- _GOAL OF THE EXERCISE_: Please give the data below again in full, exactly as it stands.

- _ENTRIES SHOWN_:
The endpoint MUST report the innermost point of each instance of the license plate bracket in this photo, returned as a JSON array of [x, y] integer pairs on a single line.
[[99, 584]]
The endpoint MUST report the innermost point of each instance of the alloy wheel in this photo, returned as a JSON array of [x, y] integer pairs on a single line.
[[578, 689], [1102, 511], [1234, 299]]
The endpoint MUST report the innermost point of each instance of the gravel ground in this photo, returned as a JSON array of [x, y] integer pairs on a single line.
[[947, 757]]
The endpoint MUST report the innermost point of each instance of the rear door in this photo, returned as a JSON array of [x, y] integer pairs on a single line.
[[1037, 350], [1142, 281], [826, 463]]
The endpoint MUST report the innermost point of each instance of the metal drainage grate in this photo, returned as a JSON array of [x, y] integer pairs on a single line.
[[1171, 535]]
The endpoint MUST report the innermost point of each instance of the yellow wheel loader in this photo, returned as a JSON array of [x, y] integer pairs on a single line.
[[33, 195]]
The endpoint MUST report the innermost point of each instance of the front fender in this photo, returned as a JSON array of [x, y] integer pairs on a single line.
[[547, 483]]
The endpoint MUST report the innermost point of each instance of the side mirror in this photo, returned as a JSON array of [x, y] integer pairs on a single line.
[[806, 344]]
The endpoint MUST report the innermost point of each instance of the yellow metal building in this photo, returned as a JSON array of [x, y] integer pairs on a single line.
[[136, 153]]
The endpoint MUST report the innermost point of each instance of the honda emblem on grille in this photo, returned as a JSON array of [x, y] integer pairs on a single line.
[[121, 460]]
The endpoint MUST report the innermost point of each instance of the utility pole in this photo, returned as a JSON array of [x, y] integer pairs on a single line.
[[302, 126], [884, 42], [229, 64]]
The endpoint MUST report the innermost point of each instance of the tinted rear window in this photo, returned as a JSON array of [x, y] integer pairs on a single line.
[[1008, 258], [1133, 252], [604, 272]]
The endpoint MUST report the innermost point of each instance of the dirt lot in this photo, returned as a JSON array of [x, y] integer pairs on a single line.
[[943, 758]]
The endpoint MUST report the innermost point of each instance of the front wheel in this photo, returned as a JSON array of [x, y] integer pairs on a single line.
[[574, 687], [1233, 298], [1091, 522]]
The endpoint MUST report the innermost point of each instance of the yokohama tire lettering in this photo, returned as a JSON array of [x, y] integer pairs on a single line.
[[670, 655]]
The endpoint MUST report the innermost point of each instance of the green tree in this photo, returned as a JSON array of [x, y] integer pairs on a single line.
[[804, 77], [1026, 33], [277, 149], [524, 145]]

- _RESULT OF THE EXERCISE_:
The endpoint MUST report the innermost point of each instance of the license plate bracket in this photo, returned as a JSON array of [x, y] integer pairs on a single line.
[[99, 584]]
The endpoint MUST report the innermost point of each instance of the alloy wheel in this photo, returned as a JSON array of [x, y] integer pairs on a single line.
[[578, 689], [1102, 511], [1234, 299]]
The endpoint MUST report the innermost point of each instance of the gravel ground in this photo, returned as a JSON array of [x, y] integer pairs on a single line.
[[947, 757]]
The endpoint MUST report the innermost point of each instance of the rear door in this photo, returned as a JSON array of [x, y] integer pairs on a single line.
[[1037, 350], [1142, 281], [826, 463]]
The endpoint MUST report the innermost point of each instance of the metal drainage grate in this photo, returned as a JSON array of [x, y] integer pairs on a single line.
[[1171, 535]]
The endpoint MUST report the innermost point of each instance of the yellow wheel loader in this photo, returned as a JSON array of [x, y] integer pairs on a single line.
[[33, 195]]
The endpoint MUST report the innermost point of each instance of the front fender in this photo, returned as a JSON array of [x, y] integer pairs on a single line.
[[547, 483]]
The endpoint MUST report the innermost point of each instance of the side mirror in this photo, returned as a JSON array of [x, y] integer pairs on a single line.
[[806, 344]]
The endpoint MUST report the innermost point of each instance of the yellow metal building in this photo, returned as a JSON array of [x, y] integer pairs on a single line.
[[136, 153]]
The endpoint MUST report the innermost point of each instance of the honda emblem on grille in this photo, returned as a JSON array of [x, y] integer pairs on a single line.
[[121, 460]]
The endpoint MUST report the innermost point of each instance of the utility pole in this photo, returned as a JSON array of [x, y] integer pairs on a single line.
[[302, 126], [884, 42], [229, 64]]
The endpoint MUST report the innermost point of each instance of the tinted rear window in this photo, returned as a JSON array of [x, y] integer pairs on a single line.
[[1008, 258], [1133, 252], [604, 272]]
The endpoint MUST report the innermost point of each instance of the dirt lot in this photo, returned as a JSON array of [x, y] integer pairs on a single line.
[[943, 758]]
The endpoint MUST report the innermost point of each instance of the front wheel in this photo, returned as a JSON array of [x, y] integer pairs on a single line.
[[574, 687], [1233, 298], [1091, 522]]
The endpoint MUST report the innermost point of each instance of the yokohama tire lettering in this photo, returned as a JSON array of [x, y] integer pairs on a single line.
[[670, 655]]
The endpoint MUST report the innermost point of each instance of the green tree in this photo, returned as a JSON array of [x, y] integer pairs on a single line.
[[804, 77], [1026, 33], [277, 149], [524, 145]]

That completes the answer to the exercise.